■ Task requirements: Edit the records below by changing every "section" to "area", and reproduce all of the lines with nothing else altered.

══ Extracted data

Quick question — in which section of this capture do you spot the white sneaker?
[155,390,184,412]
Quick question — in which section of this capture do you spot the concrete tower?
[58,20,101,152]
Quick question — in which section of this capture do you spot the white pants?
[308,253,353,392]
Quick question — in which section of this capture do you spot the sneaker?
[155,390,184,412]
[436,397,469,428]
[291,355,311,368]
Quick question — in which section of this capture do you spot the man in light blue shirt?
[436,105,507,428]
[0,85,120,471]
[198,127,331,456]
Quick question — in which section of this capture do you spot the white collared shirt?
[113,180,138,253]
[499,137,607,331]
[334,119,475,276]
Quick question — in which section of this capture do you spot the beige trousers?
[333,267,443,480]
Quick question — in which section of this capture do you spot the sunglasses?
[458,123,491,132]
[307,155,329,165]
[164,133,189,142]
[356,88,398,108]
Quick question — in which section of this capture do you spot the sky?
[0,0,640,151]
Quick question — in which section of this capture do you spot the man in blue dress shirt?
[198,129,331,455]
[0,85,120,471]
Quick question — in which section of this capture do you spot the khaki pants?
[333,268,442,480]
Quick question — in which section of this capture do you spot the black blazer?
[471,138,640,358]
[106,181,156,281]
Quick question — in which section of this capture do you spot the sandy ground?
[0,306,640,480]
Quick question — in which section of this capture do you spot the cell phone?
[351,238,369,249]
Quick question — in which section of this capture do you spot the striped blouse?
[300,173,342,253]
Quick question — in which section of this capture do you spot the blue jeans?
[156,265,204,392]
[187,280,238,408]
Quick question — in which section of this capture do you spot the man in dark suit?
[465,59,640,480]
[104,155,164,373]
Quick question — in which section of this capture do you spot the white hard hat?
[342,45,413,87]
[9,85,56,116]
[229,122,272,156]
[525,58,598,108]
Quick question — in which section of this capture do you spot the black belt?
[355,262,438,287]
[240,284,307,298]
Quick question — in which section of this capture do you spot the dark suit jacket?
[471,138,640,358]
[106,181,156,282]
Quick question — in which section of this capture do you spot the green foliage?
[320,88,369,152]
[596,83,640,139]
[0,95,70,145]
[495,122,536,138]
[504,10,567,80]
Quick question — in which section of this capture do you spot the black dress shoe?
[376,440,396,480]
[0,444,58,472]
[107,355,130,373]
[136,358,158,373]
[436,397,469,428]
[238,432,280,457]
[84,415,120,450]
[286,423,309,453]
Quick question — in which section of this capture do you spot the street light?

════

■ Complete answer:
Quick question — in which area of this capture do you spot the white sneaker?
[155,390,184,412]
Quick question — in which area of this capture do you spot the concrete tower?
[58,20,101,152]
Quick question — in which area of this capture do you spot the white pants?
[308,253,353,392]
Quick question — in which area of this capture do you spot the sneaker?
[155,390,184,412]
[436,397,469,428]
[291,355,311,368]
Quick question — in which area of this capture do you spot the man in light blue shirt?
[436,105,507,428]
[0,85,120,471]
[198,127,331,456]
Quick question — in which area of this capture do you spot the white collared shirt?
[113,180,138,253]
[499,137,607,331]
[334,119,475,276]
Quick question — in which area of this capture do you spot the beige trousers?
[333,267,443,480]
Quick question — in which area of this capture do you spot the sunglasses?
[458,123,491,132]
[307,155,329,165]
[164,133,189,142]
[356,88,398,108]
Quick question — in which area of this capture do you spot the sky?
[0,0,640,151]
Quick question — in which area of this capture do you spot the man in blue dress shirt?
[198,129,331,455]
[0,85,120,471]
Quick question — in which area of this capture do you spot the khaki pants?
[333,268,442,480]
Quick question — in which area of this capture do you spot the black blazer?
[471,138,640,358]
[106,181,156,281]
Quick question — in which area of this capture do you spot the sandy ground?
[0,306,640,480]
Quick question — in which area of this capture do you spot the cell phone?
[351,238,369,249]
Quick question — in which area of this capture do you spot the striped blouse?
[300,173,342,253]
Quick question — in which area of this capture do you spot the blue jeans?
[156,265,204,392]
[187,280,238,408]
Quick question — in which area of this capture do you spot the man in dark suit?
[465,59,640,480]
[104,155,164,373]
Quick question — in which area of this capture do you spot the white hard hat?
[342,45,413,87]
[9,85,56,116]
[229,122,272,156]
[525,58,598,108]
Quick question — in which area of this capture do you spot the black belt?
[355,262,438,287]
[240,284,307,298]
Quick question — in which area of this capture do you spot the dark suit jacket?
[471,138,640,358]
[106,181,156,282]
Quick question — in which area of this capture do you spot the green foliage?
[320,88,369,152]
[596,83,640,139]
[0,95,70,145]
[495,122,536,138]
[504,10,567,80]
Quick question — in which area of this capture do you spot the black dress shoe?
[376,440,396,480]
[0,444,58,472]
[107,355,130,373]
[136,358,158,373]
[436,397,469,428]
[238,432,280,457]
[84,415,120,450]
[286,423,309,453]
Quick question — in which area of this capture do you spot the street light?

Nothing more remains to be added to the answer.